Task details: Pictures stay out of the copy, and everything else in the data below is repeated exactly.
▽
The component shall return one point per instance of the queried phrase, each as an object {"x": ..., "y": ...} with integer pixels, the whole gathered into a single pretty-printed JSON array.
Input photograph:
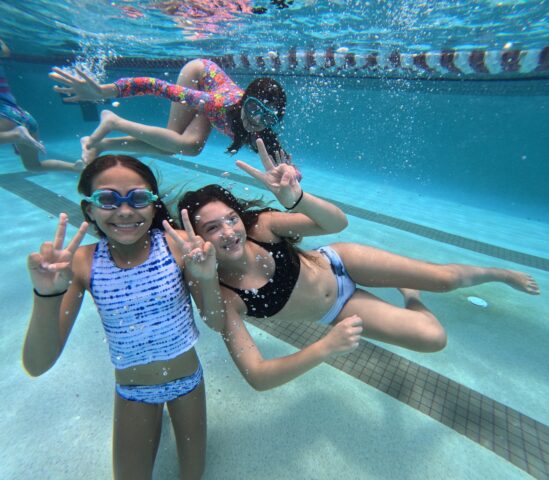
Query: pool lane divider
[
  {"x": 518, "y": 438},
  {"x": 473, "y": 64}
]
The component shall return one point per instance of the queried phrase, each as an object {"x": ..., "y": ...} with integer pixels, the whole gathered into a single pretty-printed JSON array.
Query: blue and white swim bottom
[
  {"x": 165, "y": 392},
  {"x": 345, "y": 285}
]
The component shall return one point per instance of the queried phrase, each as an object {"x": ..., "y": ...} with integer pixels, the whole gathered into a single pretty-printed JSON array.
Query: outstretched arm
[
  {"x": 309, "y": 215},
  {"x": 264, "y": 374},
  {"x": 82, "y": 87},
  {"x": 57, "y": 299}
]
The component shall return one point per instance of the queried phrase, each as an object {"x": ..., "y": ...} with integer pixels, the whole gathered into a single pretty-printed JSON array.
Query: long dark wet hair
△
Written answer:
The component shall return one point per instance of the queried phrase, each as an object {"x": ..., "y": ...} with integer pixels, the whole gathered into a single pretty-printed JSON array.
Input photograph:
Query: pool lane divider
[
  {"x": 518, "y": 438},
  {"x": 473, "y": 64}
]
The component shall return one point per instance of the queried phrase, each as an object {"x": ..., "y": ...} with integer pixels, the whole gathered into a single pretty-printed JSON array.
Query: blue and white swim bottom
[
  {"x": 165, "y": 392},
  {"x": 345, "y": 285}
]
The component shall return one point per instance of the queried phrase, each as an object {"x": ..., "y": ...} with integer pixels, the whole gathered into a single pretty-printed JSON array.
Query: outstretched arm
[
  {"x": 309, "y": 215},
  {"x": 264, "y": 374},
  {"x": 82, "y": 87},
  {"x": 57, "y": 299}
]
The component shall return one point per instance of the queried phrase, each as an object {"x": ..., "y": ...} with integer pixels, the whole gathered into a single pretty-printed JSON array.
Query: long dark wet hair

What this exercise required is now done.